TASKS AND EXERCISES:
1. Please write out the Lovely Bones summary word for word, from start to finish.
2. Give back the lines of the records verbatim, starting at the beginning of the records and ending with the line that contains "positive clicks: (19, 150)", with both ends included and the pictures left out.

The Lovely Bones

The Lovely Bones Summary and Analysis of Epigraph & Chapters 1-3

Epigraph

Susie describes a snow globe that sat on her father’s desk when she was a child. The snow globe contained a penguin. Susie worried the penguin was alone; her father reassured her by saying that the penguin has a nice life because he is trapped in a perfect world.

Chapter 1

The narrator, Susie Salmon, opens the chapter by giving her name and the date of her murder—December 6, 1973. She compares herself to the other missing girls of the seventies—all of them are white with mousy brown hair.

Susie introduces her killer as a man in the neighborhood. She knew of him because her mother liked his border flowers, and her father once had a conversation with him about fertilizer. The day that Susie is killed, she is walking home from school through the cornfield in the snow. It is after dark. George Harvey startles her. He tells her he built something and asks if she wants to come see it. She tries to excuse herself to go home, but he insists and calls her by her name even though she hasn’t told him her name. At the time she thought maybe he knew it because her father frequently talks about how Susie tried to pee on Lindsey when Lindsey was a baby because Susie was so jealous. However, Susie’s father never told Mr. Harvey this story. Later Mr. Harvey even asks Susie’s mother what her name was while offering his condolences. Susie is outraged by Mr. Harvey’s actions. Susie’s intake counselor in heaven, Franny, is not.

WORKING DATA:
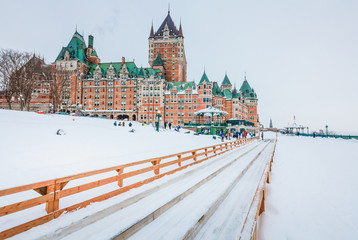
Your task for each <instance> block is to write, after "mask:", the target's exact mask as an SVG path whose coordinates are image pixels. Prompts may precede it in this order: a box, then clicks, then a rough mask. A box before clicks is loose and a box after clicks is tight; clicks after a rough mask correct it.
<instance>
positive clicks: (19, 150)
mask: <svg viewBox="0 0 358 240" xmlns="http://www.w3.org/2000/svg"><path fill="white" fill-rule="evenodd" d="M113 123H114V120H107V119H97V118H86V117H73V116H63V115H57V114H52V115H41V114H37V113H33V112H19V111H9V110H0V133H1V138H0V152H1V158H0V164H1V168H0V189H6V188H10V187H15V186H21V185H25V184H30V183H34V182H38V181H44V180H48V179H54V178H58V177H64V176H68V175H72V174H75V173H81V172H86V171H90V170H96V169H102V168H106V167H112V166H117V165H121V164H124V163H128V162H133V161H140V160H143V159H148V158H151V157H158V156H164V155H168V154H172V153H176V152H182V151H186V150H190V149H195V148H199V147H203V146H209V145H214V144H218V143H219V140H214V139H212V137H211V136H194V135H193V134H186V133H185V132H186V130H183V129H181V132H179V133H178V132H176V131H174V130H170V131H169V130H162V131H160V132H159V133H158V132H156V131H155V129H154V128H153V126H149V125H147V126H142V125H141V124H139V123H137V122H132V124H133V126H132V128H134V129H135V130H136V132H135V133H131V132H129V130H130V129H132V128H130V127H129V126H128V123H129V122H126V126H125V127H114V125H113ZM60 128H61V129H63V130H64V131H65V133H66V135H56V131H57V130H58V129H60Z"/></svg>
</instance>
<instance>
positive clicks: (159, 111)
mask: <svg viewBox="0 0 358 240" xmlns="http://www.w3.org/2000/svg"><path fill="white" fill-rule="evenodd" d="M155 116H156V117H157V118H158V122H157V132H159V121H160V117H161V116H162V115H160V110H158V112H157V114H156V115H155Z"/></svg>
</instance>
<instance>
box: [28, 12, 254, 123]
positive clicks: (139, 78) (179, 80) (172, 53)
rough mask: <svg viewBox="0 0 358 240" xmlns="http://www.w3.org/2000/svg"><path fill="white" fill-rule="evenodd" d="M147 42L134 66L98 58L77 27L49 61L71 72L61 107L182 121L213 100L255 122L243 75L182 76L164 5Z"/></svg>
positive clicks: (192, 115) (241, 117)
mask: <svg viewBox="0 0 358 240" xmlns="http://www.w3.org/2000/svg"><path fill="white" fill-rule="evenodd" d="M148 44H149V48H148V49H149V51H148V63H149V67H145V68H144V67H138V66H137V65H136V64H135V63H134V62H133V61H127V60H126V59H125V58H124V57H122V58H121V59H120V61H118V62H106V63H103V62H101V60H100V58H99V55H98V53H97V52H96V50H95V49H94V37H93V36H91V35H90V36H89V37H88V46H87V45H86V42H85V40H84V38H83V36H82V35H81V34H79V33H78V32H77V31H76V32H75V33H74V35H73V37H72V39H71V40H70V42H69V43H68V45H67V46H66V47H63V48H62V49H61V51H60V53H59V54H58V56H57V58H56V60H55V63H54V64H55V65H56V68H59V69H65V70H68V71H70V72H71V76H70V77H69V81H70V83H69V86H70V87H69V88H70V91H68V92H69V94H67V95H64V96H63V97H62V100H63V102H62V108H63V109H66V110H70V111H71V112H72V111H76V110H77V111H78V109H81V110H82V112H83V113H84V114H85V115H90V116H95V117H106V118H110V119H118V120H124V119H128V120H131V121H139V122H143V123H153V122H155V121H156V120H157V119H156V115H157V114H158V113H160V115H161V118H160V123H161V125H162V124H164V123H165V122H166V123H172V124H173V125H184V124H186V125H187V124H190V123H195V122H197V121H198V119H197V116H196V115H195V114H194V113H195V112H198V111H199V110H202V109H205V108H207V107H209V106H213V107H215V108H218V109H220V110H223V111H225V112H227V113H228V114H227V115H225V118H224V119H223V120H229V119H231V120H233V119H234V120H242V121H243V122H245V123H246V122H248V123H252V124H251V125H252V126H255V127H257V126H258V115H257V101H258V99H257V95H256V93H255V91H254V89H253V88H251V87H250V85H249V83H248V81H247V80H246V77H245V79H244V81H243V83H242V85H241V87H240V89H236V88H235V87H233V86H232V84H231V82H230V80H229V77H228V76H227V75H226V74H225V75H224V77H223V81H222V83H221V85H220V84H218V82H216V81H212V80H211V79H210V78H209V77H208V76H207V75H206V73H205V71H204V73H203V75H202V76H201V79H200V81H199V83H195V82H193V81H191V82H190V81H187V61H186V56H185V47H184V35H183V29H182V26H181V24H180V26H179V30H178V28H177V27H176V26H175V24H174V22H173V20H172V18H171V16H170V12H169V11H168V15H167V16H166V18H165V19H164V21H163V23H162V24H161V25H160V27H159V28H158V29H157V31H154V28H153V25H152V27H151V29H150V33H149V38H148ZM41 88H43V86H42V87H41ZM42 91H44V89H39V92H40V93H42ZM45 91H46V90H45ZM45 91H44V92H45ZM46 92H47V93H48V91H46ZM40 95H41V94H40ZM39 97H41V96H39ZM32 102H36V99H33V100H32Z"/></svg>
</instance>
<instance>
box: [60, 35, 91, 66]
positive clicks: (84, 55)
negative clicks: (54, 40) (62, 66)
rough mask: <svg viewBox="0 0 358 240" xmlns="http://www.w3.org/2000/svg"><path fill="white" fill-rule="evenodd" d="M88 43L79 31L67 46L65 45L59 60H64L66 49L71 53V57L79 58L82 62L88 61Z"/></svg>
mask: <svg viewBox="0 0 358 240" xmlns="http://www.w3.org/2000/svg"><path fill="white" fill-rule="evenodd" d="M86 48H87V47H86V43H85V40H84V39H83V36H82V35H81V34H79V33H78V32H77V31H76V32H75V33H74V34H73V36H72V39H71V41H70V42H69V43H68V45H67V47H63V48H62V49H61V51H60V53H59V54H58V56H57V58H56V61H57V60H62V59H63V58H64V56H65V53H66V51H68V53H69V54H70V59H78V60H79V61H80V62H83V63H86V64H87V63H88V60H87V57H86Z"/></svg>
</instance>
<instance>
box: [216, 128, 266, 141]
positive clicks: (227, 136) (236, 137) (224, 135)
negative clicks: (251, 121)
mask: <svg viewBox="0 0 358 240" xmlns="http://www.w3.org/2000/svg"><path fill="white" fill-rule="evenodd" d="M248 135H250V136H251V138H252V137H254V136H255V133H248V132H246V130H245V131H243V132H238V131H236V132H235V133H232V132H230V131H227V132H226V133H224V132H223V131H221V132H220V137H221V141H224V139H226V140H231V137H234V138H236V139H240V138H247V137H248ZM262 138H263V136H262Z"/></svg>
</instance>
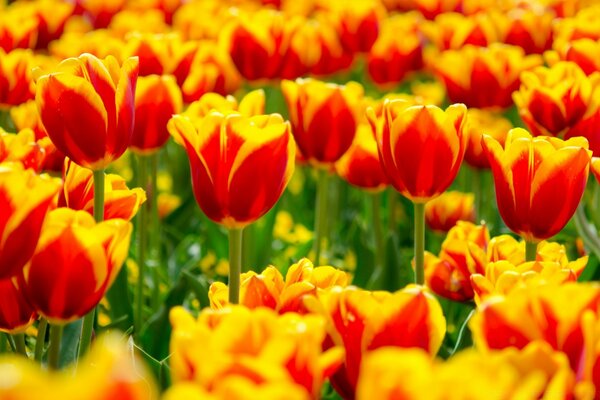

ANSWER SET:
1.
The Lovely Bones

The Lovely Bones Summary and Analysis of Epigraph & Chapters 1-3

Epigraph

Susie describes a snow globe that sat on her father’s desk when she was a child. The snow globe contained a penguin. Susie worried the penguin was alone; her father reassured her by saying that the penguin has a nice life because he is trapped in a perfect world.

Chapter 1

The narrator, Susie Salmon, opens the chapter by giving her name and the date of her murder—December 6, 1973. She compares herself to the other missing girls of the seventies—all of them are white with mousy brown hair.

Susie introduces her killer as a man in the neighborhood. She knew of him because her mother liked his border flowers, and her father once had a conversation with him about fertilizer. The day that Susie is killed, she is walking home from school through the cornfield in the snow. It is after dark. George Harvey startles her. He tells her he built something and asks if she wants to come see it. She tries to excuse herself to go home, but he insists and calls her by her name even though she hasn’t told him her name. At the time she thought maybe he knew it because her father frequently talks about how Susie tried to pee on Lindsey when Lindsey was a baby because Susie was so jealous. However, Susie’s father never told Mr. Harvey this story. Later Mr. Harvey even asks Susie’s mother what her name was while offering his condolences. Susie is outraged by Mr. Harvey’s actions. Susie’s intake counselor in heaven, Franny, is not.

2.
Your task for each <instance> block is to write, after "mask:", the target's exact mask as an SVG path whose coordinates are image pixels. Prompts may precede it in this order: a box, then clicks, then a rough mask. A box before clicks is loose and a box after clicks is tight; clicks after a rough mask correct it.
<instance>
positive clicks: (19, 150)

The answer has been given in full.